→ TASKS FOR THIS EXERCISE
a: In the passage on threat IP geolocation, how many IPs go into each request to ip-api.com's batch endpoint?
b: For each statement, say yes or no to whether it agrees with the passage on threat IP geolocation, and quote the words from the passage that decide it: (i) Each unique IP is looked up again on every run. (ii) Data is sampled once per 24 hours. (iii) If the daily lookup limit is exceeded, the fetcher fails.
c: Print the part of the passage on threat IP geolocation that opens with the words containing "6. KEV is conservative." and closes with "are themselves public.".

→ PASSAGE PROVIDED
● ● ● ● ●
Provincial geolocation

Threat IPs are geolocated to city/province level via ip-api.com’s batch endpoint (100 IPs per request, 2-second pause between batches). Each unique IP is looked up once and the result is stored in ip_geolocation.csv. Subsequent runs reuse cached geolocations, so a typical daily refresh sends 0–50 lookup requests.

Province/region accuracy varies by country and ISP — major commercial providers (AWS, Azure, GCP, Cloudflare, OVH) often resolve to the provider’s primary data-center region, which may differ from where the underlying VM is physically running.

Caveats

  1. Hosting location ≠ attacker location. Attackers routinely use rented hosting in countries with weak attribution or extradition. Maps show infrastructure, not perpetrators.

  2. Geolocation is approximate. Region/province accuracy depends on the IP’s WHOIS records and the geolocation provider’s heuristics. Mobile, VPN, and CDN traffic often resolve to incorrect locations.

  3. Snapshot, not stream. We sample once per 24 hours. Threats that come online and disappear within a single day may be missed. The accumulated view captures threats that persist or recur.

  4. Daily geolocation budget. ip-api.com’s free tier limits us to ~64,000 lookups per day. Typical fresh-IP volume is 50–500 per day, so we operate well under the limit, but a sudden surge (e.g. botnet takedown reveals 10,000 new C2s in a day) could exceed it. The fetcher processes IPs in priority order and warns rather than fails.

  5. EPSS interpretation. EPSS scores are probabilities, not binary judgments. EPSS = 0.95 means “95% probability of exploit observation in the next 30 days,” not “95% severe.”

  6. KEV is conservative. A CVE not in KEV is not necessarily safe — CISA only adds CVEs after observing exploitation in operational US federal incident-response cases. Many CVEs are exploited globally without ever appearing in KEV.

Privacy note on per-IP display

Threat IPs are not displayed individually in the site’s main views. Aggregations (province, country, AS, malware family) are shown instead. The raw IPs are present in the downloadable CSVs for transparency and reproducibility — the same IPs appear in the upstream Abuse.ch feeds and KEV catalog, which are themselves public.

Code license

MIT — see the LICENSE file.
● ● ● ● ●
→ PROVIDED RECORDS
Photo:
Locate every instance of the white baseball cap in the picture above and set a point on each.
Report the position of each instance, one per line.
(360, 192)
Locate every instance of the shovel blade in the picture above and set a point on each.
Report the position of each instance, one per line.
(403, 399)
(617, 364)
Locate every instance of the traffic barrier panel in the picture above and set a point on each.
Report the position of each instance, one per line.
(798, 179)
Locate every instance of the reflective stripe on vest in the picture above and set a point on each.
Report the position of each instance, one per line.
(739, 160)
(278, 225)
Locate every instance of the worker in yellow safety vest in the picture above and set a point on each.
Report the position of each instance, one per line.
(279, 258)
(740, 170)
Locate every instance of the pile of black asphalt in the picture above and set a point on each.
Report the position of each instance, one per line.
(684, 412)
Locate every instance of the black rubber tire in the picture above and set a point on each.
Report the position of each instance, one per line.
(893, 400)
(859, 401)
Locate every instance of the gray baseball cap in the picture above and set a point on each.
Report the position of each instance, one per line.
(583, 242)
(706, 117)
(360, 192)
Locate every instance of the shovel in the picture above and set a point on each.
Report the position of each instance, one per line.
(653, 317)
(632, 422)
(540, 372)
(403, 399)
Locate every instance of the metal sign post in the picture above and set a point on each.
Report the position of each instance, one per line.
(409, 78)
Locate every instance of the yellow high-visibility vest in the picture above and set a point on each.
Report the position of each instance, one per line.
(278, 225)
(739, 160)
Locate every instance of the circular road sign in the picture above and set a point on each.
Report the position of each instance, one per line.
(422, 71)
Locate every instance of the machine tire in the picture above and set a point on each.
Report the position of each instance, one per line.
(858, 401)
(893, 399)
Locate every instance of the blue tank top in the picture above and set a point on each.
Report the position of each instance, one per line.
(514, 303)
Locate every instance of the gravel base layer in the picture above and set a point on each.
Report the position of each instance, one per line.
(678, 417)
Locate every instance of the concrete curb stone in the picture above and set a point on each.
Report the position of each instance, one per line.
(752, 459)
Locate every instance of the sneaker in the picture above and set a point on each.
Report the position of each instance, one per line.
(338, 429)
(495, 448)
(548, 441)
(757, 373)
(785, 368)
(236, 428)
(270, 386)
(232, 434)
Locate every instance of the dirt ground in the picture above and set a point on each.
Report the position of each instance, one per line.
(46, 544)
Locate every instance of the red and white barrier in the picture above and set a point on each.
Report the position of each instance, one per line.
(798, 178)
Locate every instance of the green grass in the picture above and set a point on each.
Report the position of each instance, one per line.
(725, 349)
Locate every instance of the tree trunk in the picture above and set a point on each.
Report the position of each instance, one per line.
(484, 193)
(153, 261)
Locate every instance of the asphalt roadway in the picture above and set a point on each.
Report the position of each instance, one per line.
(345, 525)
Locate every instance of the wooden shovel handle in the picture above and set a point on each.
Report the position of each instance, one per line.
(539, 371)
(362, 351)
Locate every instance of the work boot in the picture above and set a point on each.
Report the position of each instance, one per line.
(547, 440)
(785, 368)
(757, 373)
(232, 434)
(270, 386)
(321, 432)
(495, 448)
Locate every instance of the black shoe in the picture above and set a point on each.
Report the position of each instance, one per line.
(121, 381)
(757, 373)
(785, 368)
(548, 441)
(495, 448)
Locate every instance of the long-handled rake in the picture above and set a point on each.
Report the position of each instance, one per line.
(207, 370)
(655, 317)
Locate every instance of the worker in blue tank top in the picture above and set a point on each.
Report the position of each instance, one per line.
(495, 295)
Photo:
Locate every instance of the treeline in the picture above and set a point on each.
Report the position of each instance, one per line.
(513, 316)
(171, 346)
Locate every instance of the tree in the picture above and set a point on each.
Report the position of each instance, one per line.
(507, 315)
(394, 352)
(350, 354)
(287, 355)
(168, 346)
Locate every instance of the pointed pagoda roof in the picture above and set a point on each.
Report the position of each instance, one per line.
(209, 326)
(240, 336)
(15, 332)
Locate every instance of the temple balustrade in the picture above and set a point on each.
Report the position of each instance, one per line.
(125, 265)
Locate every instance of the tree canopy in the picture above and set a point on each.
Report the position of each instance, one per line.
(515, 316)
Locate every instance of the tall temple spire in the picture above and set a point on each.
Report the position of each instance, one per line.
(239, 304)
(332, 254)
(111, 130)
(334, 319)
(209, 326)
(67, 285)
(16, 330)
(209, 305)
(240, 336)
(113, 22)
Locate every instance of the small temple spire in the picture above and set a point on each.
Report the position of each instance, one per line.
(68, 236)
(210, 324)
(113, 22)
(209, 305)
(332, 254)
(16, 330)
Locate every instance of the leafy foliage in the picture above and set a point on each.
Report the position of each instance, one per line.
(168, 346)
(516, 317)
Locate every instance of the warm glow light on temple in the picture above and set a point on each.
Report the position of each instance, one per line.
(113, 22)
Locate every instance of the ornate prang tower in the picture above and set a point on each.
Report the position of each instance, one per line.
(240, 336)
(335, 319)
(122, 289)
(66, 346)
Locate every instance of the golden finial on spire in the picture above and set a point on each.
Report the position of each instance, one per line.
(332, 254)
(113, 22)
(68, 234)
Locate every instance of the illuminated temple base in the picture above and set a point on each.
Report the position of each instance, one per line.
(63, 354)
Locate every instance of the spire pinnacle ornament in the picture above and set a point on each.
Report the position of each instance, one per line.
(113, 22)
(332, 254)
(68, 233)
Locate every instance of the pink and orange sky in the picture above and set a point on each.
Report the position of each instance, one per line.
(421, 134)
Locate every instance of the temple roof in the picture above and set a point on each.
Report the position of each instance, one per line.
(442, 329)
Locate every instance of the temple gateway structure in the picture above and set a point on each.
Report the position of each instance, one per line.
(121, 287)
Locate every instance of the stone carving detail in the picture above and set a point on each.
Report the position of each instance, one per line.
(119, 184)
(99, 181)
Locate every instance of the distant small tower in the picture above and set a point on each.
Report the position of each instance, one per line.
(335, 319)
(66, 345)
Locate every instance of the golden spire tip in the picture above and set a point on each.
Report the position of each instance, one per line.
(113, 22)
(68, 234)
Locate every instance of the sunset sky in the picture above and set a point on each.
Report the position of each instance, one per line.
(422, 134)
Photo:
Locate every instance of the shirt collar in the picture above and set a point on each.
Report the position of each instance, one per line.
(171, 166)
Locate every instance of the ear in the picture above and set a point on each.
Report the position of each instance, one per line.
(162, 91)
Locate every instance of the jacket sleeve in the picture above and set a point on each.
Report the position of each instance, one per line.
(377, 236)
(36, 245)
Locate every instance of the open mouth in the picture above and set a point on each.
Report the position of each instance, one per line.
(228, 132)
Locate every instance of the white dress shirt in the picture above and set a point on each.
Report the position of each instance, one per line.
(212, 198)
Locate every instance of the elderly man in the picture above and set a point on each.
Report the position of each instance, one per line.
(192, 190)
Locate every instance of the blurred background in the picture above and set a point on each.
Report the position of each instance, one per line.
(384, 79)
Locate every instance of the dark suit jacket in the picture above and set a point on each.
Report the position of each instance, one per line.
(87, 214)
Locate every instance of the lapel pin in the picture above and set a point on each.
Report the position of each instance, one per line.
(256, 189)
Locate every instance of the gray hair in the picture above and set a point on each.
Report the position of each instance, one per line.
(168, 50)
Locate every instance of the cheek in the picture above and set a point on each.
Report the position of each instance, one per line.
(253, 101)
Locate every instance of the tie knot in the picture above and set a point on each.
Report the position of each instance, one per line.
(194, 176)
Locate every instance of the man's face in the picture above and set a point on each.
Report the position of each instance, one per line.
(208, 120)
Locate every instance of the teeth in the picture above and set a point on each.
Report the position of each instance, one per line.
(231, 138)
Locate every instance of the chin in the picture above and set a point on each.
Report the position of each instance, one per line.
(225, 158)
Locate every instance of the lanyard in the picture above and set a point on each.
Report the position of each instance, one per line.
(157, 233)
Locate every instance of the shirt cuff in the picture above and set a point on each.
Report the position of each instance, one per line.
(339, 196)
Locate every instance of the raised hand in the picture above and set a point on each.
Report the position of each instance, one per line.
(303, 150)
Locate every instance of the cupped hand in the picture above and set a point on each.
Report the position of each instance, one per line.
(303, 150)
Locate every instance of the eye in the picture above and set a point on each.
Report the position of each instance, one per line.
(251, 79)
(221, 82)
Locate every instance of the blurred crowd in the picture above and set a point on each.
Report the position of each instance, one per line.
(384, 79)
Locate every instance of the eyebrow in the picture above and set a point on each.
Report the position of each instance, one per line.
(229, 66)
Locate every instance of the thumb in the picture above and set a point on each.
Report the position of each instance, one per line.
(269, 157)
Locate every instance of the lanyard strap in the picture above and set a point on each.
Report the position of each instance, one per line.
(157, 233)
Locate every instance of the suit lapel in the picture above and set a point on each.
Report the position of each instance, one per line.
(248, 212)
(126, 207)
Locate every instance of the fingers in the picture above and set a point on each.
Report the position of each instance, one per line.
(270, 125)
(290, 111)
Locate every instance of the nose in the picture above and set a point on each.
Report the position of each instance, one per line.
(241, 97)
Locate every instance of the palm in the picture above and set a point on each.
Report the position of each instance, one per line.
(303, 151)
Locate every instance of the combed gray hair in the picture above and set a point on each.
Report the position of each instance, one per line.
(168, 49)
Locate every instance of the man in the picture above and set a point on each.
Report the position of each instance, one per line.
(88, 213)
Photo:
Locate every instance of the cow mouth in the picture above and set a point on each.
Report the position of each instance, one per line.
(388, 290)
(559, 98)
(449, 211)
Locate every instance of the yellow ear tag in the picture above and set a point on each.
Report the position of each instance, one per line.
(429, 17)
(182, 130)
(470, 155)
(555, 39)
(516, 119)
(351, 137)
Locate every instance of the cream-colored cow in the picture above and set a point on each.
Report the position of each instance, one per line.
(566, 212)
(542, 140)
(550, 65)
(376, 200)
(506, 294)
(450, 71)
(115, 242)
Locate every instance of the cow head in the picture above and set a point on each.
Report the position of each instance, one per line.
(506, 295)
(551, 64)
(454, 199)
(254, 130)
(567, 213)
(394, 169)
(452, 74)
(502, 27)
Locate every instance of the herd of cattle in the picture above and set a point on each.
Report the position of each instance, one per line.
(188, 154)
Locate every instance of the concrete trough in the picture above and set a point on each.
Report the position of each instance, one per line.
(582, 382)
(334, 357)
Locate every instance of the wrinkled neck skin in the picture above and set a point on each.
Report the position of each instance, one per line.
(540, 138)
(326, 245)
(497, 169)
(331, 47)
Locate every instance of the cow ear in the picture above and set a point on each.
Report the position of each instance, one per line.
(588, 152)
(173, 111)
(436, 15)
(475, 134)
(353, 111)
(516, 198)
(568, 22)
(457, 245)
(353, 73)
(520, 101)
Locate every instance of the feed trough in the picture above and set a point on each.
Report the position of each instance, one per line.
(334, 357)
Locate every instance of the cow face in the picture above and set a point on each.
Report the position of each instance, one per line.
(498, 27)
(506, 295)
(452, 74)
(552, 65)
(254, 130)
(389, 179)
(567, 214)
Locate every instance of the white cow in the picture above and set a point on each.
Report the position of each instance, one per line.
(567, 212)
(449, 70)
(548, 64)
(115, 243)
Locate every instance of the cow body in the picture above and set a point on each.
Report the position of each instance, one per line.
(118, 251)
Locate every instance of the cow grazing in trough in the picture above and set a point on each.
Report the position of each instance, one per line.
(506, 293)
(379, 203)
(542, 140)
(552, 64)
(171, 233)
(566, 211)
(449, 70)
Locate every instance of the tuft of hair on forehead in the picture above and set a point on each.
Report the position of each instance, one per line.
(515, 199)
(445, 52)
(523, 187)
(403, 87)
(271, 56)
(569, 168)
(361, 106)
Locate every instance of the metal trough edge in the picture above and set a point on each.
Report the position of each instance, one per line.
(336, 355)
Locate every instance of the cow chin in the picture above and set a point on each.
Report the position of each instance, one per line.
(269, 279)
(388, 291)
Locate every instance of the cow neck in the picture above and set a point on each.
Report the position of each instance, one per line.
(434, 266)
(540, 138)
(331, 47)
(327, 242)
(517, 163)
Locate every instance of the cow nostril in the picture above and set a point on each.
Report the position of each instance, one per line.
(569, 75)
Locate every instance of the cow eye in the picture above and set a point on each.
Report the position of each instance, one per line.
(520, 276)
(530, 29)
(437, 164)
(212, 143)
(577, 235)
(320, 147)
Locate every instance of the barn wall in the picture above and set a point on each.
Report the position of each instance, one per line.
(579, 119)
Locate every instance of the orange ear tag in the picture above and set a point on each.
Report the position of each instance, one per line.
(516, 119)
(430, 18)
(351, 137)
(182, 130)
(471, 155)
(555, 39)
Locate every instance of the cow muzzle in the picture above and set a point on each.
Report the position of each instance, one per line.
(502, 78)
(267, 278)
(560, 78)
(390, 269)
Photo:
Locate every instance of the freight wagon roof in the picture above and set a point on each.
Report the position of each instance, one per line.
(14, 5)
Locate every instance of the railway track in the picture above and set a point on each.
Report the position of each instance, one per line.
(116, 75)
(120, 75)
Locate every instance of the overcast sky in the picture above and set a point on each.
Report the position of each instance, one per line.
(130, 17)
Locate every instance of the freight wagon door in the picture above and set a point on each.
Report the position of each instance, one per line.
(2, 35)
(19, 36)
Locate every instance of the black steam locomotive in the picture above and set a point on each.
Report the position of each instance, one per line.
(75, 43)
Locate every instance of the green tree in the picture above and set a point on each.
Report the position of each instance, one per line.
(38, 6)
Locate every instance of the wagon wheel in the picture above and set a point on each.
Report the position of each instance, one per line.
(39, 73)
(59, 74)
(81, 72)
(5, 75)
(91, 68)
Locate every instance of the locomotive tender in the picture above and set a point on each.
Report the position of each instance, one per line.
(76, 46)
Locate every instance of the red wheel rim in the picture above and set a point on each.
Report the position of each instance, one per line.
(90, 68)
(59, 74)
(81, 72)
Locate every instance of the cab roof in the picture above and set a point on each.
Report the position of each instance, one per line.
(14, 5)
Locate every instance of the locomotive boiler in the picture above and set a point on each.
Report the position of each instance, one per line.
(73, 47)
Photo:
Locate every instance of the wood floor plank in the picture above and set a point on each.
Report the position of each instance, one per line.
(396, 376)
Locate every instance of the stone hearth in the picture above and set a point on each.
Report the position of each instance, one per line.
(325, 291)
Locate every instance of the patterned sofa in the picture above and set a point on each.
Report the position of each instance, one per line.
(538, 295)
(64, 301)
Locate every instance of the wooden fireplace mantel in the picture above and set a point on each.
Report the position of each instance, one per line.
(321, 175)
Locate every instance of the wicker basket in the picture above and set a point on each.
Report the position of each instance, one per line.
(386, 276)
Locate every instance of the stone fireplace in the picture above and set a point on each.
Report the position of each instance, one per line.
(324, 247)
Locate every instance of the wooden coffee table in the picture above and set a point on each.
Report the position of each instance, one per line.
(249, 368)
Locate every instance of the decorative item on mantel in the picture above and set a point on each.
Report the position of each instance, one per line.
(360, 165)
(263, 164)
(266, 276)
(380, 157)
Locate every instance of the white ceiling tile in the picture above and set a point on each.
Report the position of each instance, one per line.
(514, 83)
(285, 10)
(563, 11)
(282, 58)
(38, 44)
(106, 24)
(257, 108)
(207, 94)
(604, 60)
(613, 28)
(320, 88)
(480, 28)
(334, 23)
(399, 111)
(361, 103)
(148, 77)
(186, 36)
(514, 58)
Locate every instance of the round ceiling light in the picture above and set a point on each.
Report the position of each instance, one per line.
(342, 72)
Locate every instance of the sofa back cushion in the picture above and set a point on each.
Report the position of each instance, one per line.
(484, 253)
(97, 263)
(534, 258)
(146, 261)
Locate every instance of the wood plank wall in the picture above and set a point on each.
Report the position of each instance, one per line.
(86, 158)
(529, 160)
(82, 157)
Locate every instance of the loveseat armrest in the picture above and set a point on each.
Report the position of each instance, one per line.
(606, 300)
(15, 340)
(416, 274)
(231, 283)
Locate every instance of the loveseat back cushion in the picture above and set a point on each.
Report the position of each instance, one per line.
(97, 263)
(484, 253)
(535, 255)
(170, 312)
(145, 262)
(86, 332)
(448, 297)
● ● ● ● ●
→ RESULTS OF THE EXERCISE
a: 100 IPs per request.

b:
(i) No: "Each unique IP is looked up once and the result is stored in ip_geolocation.csv."
(ii) Yes: "We sample once per 24 hours."
(iii) No: "The fetcher processes IPs in priority order and warns rather than fails."

c:
6. KEV is conservative. A CVE not in KEV is not necessarily safe — CISA only adds CVEs after observing exploitation in operational US federal incident-response cases. Many CVEs are exploited globally without ever appearing in KEV.

Privacy note on per-IP display

Threat IPs are not displayed individually in the site’s main views. Aggregations (province, country, AS, malware family) are shown instead. The raw IPs are present in the downloadable CSVs for transparency and reproducibility — the same IPs appear in the upstream Abuse.ch feeds and KEV catalog, which are themselves public.